**Problemas a resolver**
• 1. Resuma em duas frases o texto sobre Javier Milei.
• 2. Dê continuidade ao texto sobre Javier Milei a partir de sua última frase.

Embora Javier Milei frequentemente seja chamado de “Bolsonaro argentino”, por se colocar como outsider e ser de extrema-direita, a realidade é muito distante disso. Embora a política de austeridade fiscal, de reformas neoliberais e privatizações de Bolsonaro seja próxima do ex-presidente argentino Mauricio Macri, a política de Milei não encontra muitos ecos na história recente, exceto talvez no chileno Augusto Pinochet, o primeiro governo acabadamente neoliberal do planeta. Milei é o mesmo para o chamado anarcocapitalista, o inaugurador deste tipo de política no mundo.
A doutrina anarcocapitalista defende, de forma meramente retórica, o fim do Estado, sendo uma concepção extrema do neoliberalismo de que todo o serviço público é pior do que o da iniciativa privada. Na prática, para um país atrasado, isso implica na destruição de qualquer autonomia que a Argentina tenha em relação ao imperialismo no tocante à sua própria economia. Também implica no fim de todos os direitos da população, até mesmo os mais elementares, como o direito à educação, o direito à multa rescisória por demissão sem justa causa e o direito à saúde.
Estão nos planos do futuro governo argentino a dolarização da economia e a consequente abolição da autonomia monetária do país latino-americano, o que é uma proposta polêmica mesmo entre a direita. O mesmo pode ser dito da política de fim de toda a educação pública da Argentina, que seria substituída por vouchers para a contratação de educação privada, bem como o fim do Ministério da Educação e do Ministério da Saúde.
Assim, nota-se que, diferente do que grande parte da esquerda acredita, Milei não é um “Bolsonaro argentino”, mas uma figura muito mais direitista e sem qualquer nível de contradição em relação ao imperialismo. Dessa forma, tampouco é verdade que o bolsonarismo estaria se repetindo na Argentina, sendo o contrário o mais próximo da verdade: os interesses imperialistas mais brutais para os argentinos pode ser repetida para os brasileiros em um futuro não tão distante.

Registros de dados salvos:
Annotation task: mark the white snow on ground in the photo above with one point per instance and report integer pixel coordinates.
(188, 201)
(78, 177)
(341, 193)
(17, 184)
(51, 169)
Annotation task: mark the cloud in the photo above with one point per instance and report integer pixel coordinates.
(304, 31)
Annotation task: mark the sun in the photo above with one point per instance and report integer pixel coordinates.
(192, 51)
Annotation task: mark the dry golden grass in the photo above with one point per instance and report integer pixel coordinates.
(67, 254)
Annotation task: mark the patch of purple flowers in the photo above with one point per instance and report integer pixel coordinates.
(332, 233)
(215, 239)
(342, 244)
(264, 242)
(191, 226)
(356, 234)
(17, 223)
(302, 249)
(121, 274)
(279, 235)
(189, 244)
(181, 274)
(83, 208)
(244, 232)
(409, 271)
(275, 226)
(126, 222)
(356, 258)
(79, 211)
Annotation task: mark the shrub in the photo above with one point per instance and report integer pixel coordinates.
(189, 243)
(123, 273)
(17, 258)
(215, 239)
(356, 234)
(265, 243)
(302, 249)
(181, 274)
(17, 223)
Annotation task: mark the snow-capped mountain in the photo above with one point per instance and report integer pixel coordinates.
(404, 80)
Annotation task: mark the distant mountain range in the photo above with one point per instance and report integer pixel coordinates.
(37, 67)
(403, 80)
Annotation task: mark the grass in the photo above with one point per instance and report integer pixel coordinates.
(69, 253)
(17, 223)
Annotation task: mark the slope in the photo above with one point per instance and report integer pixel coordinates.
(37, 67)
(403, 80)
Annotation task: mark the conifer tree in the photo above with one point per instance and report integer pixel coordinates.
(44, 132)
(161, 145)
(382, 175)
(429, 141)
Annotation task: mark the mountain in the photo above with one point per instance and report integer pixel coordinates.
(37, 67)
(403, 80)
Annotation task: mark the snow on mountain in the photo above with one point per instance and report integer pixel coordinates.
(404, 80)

**Respostas escritas**
• 1. Embora Javier Milei seja frequentemente chamado de “Bolsonaro argentino”, sua política não encontra muitos ecos na história recente, exceto talvez em Augusto Pinochet, e segue a doutrina anarcocapitalista, que para a Argentina implicaria a perda de autonomia econômica diante do imperialismo e o fim de direitos como educação e saúde. Entre os planos de seu futuro governo estão a dolarização da economia, a substituição da educação pública por vouchers e o fim dos Ministérios da Educação e da Saúde, o que mostra que ele não é um “Bolsonaro argentino”, mas uma figura muito mais direitista.

• 2.
Essa política, no entanto, não conseguiu ganhar as eleições sem o consentimento da esquerda argentina. O presidente Alberto Fernandez conduziu uma política direitista em seu governo num momento em que o país precisava de uma política popular para sair de uma crise agravada pela Covid-19 e pela guerra na Ucrânia. Nessa situação, a população buscava por alternativas, porém não as encontrava na esquerda, devido à capitulação do campo. Isso abriu o caminho para um aventureiro ultradireitista como Javier Milei.
A esquerda argentina aceitou abandonar uma possível candidatura de Cristina Kirchner diante das perseguições judiciais que ela sofria. É uma esquerda que desiste sem lutar. O resultado não poderia ser diferente: a população tinha uma imensa rejeição muito bem justificada a Massa, mas não conhecia Milei e, portanto, não o rejeitava na mesma proporção.
Se o governo brasileiro continuar capitulando na política interna, continuar no jogo institucional sem sair às ruas e sem sequer tentar emplacar nenhum plano popular um pouco mais ambicioso, o Brasil deverá aguardar seu próprio Milei.